* **Problem to solve**: Put the lines from the one containing "Question: I need the bounding box around the white car" through the one containing "[140,0,571,193]", both included, into a numbered list with blank lines left out.

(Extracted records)
_ _ _ _

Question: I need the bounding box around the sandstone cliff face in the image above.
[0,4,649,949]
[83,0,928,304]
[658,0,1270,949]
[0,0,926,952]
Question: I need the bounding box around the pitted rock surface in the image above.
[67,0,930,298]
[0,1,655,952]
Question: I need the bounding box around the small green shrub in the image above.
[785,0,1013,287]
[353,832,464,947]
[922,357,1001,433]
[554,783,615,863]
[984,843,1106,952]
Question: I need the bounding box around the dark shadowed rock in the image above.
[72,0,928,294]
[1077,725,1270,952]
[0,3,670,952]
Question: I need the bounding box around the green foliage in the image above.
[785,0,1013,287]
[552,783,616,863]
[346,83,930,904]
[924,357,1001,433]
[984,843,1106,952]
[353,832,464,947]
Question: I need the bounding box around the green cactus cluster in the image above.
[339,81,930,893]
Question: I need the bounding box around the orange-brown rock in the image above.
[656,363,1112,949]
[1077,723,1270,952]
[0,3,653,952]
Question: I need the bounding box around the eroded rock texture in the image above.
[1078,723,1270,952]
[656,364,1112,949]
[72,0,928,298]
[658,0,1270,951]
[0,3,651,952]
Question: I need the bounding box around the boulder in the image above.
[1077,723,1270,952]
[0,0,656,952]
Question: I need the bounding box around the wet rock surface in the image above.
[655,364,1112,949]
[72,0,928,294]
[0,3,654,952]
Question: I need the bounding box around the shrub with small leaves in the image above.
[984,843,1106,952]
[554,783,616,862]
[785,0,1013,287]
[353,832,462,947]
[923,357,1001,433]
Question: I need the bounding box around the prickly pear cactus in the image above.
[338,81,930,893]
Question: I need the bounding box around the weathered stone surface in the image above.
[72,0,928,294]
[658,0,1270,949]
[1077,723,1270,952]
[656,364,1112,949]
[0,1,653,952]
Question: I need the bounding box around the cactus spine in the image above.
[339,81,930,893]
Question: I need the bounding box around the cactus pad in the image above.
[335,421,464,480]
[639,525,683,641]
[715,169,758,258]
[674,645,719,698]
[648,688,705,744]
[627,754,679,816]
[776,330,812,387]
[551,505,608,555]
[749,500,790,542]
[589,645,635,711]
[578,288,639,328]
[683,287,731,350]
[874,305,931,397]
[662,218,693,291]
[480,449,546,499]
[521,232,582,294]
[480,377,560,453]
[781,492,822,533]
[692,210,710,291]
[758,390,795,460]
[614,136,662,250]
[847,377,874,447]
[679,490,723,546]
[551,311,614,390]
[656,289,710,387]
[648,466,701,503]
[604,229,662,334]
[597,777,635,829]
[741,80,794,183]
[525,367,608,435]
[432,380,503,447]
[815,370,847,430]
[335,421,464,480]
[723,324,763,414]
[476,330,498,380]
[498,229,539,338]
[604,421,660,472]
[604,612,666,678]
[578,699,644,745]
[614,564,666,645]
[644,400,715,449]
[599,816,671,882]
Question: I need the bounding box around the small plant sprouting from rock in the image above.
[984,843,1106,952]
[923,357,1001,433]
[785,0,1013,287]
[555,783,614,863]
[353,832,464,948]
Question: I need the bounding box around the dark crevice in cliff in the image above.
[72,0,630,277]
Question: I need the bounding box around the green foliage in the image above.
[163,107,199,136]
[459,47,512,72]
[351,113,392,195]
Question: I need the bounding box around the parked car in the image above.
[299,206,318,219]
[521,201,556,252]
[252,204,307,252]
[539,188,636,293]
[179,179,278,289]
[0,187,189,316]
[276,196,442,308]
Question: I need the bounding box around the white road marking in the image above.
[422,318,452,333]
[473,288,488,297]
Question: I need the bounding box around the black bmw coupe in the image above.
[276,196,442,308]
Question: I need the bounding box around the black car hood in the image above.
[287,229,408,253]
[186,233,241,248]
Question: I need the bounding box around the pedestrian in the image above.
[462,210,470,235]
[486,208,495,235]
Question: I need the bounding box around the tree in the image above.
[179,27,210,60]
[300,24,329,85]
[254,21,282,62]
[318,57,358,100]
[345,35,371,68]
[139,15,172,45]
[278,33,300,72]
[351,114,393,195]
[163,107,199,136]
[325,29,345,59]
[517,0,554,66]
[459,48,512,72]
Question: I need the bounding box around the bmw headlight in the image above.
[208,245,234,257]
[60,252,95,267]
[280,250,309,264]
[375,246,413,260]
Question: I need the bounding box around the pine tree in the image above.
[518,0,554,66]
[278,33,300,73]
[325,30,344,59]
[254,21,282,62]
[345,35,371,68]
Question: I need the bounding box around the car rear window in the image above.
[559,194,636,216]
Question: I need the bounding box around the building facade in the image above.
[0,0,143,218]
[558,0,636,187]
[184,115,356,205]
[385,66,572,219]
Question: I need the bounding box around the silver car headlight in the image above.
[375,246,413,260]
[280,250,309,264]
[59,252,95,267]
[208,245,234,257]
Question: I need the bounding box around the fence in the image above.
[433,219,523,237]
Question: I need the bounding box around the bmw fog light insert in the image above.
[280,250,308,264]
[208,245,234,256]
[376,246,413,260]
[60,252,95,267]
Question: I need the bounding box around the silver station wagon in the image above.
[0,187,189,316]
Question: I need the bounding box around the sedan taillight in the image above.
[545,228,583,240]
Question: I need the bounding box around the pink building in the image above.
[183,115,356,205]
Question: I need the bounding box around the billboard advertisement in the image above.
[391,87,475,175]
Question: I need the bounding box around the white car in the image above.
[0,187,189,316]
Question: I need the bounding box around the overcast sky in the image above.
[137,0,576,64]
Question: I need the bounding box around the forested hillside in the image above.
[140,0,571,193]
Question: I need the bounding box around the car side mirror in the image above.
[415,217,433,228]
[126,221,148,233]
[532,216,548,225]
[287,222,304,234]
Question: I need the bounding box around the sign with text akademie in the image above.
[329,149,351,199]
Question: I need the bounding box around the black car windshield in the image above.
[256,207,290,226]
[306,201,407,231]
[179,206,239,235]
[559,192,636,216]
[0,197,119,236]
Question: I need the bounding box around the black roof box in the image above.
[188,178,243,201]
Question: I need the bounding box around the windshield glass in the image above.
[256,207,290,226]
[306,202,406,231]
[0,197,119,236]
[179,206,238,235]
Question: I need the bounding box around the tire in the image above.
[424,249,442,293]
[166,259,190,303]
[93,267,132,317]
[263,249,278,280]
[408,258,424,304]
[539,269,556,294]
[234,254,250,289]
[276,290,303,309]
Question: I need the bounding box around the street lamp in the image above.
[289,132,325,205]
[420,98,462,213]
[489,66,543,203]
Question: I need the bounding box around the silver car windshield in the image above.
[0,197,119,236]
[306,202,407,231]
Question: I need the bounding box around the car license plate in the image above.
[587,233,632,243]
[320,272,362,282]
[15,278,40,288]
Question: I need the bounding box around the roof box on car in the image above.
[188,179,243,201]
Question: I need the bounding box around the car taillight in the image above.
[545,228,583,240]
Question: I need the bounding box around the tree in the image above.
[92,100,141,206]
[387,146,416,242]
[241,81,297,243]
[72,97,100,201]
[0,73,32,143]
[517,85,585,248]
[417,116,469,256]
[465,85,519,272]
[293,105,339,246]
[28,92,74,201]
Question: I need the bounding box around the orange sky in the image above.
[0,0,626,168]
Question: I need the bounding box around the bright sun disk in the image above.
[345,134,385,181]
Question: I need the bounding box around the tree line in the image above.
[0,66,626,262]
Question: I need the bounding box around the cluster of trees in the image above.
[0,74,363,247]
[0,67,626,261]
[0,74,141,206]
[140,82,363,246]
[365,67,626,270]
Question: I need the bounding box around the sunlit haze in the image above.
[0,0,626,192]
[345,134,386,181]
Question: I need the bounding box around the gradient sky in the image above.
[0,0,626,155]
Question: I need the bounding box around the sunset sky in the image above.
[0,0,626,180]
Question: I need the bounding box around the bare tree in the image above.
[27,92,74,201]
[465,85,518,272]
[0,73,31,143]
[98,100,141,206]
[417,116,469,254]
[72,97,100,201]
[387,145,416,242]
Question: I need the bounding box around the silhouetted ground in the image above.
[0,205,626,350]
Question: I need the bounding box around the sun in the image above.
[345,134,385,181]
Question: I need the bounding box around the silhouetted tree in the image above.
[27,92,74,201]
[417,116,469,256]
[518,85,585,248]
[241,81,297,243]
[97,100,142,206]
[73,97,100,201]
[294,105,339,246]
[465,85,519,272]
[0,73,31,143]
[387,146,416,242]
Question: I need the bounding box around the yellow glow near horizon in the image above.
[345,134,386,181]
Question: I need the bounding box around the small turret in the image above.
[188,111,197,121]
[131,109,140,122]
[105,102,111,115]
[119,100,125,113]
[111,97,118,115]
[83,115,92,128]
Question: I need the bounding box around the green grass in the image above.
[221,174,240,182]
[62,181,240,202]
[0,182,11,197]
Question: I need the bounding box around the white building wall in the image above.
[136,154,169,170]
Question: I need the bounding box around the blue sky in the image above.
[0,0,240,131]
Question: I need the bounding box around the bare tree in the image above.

_ _ _ _

* **Problem solution**:
1. Question: I need the bounding box around the white car in the image above.
2. [0,187,189,316]
3. Question: I need the bounding box around the overcast sky in the image above.
4. [137,0,576,64]
5. Question: I need the bounding box around the forested hillside in the image above.
6. [140,0,571,193]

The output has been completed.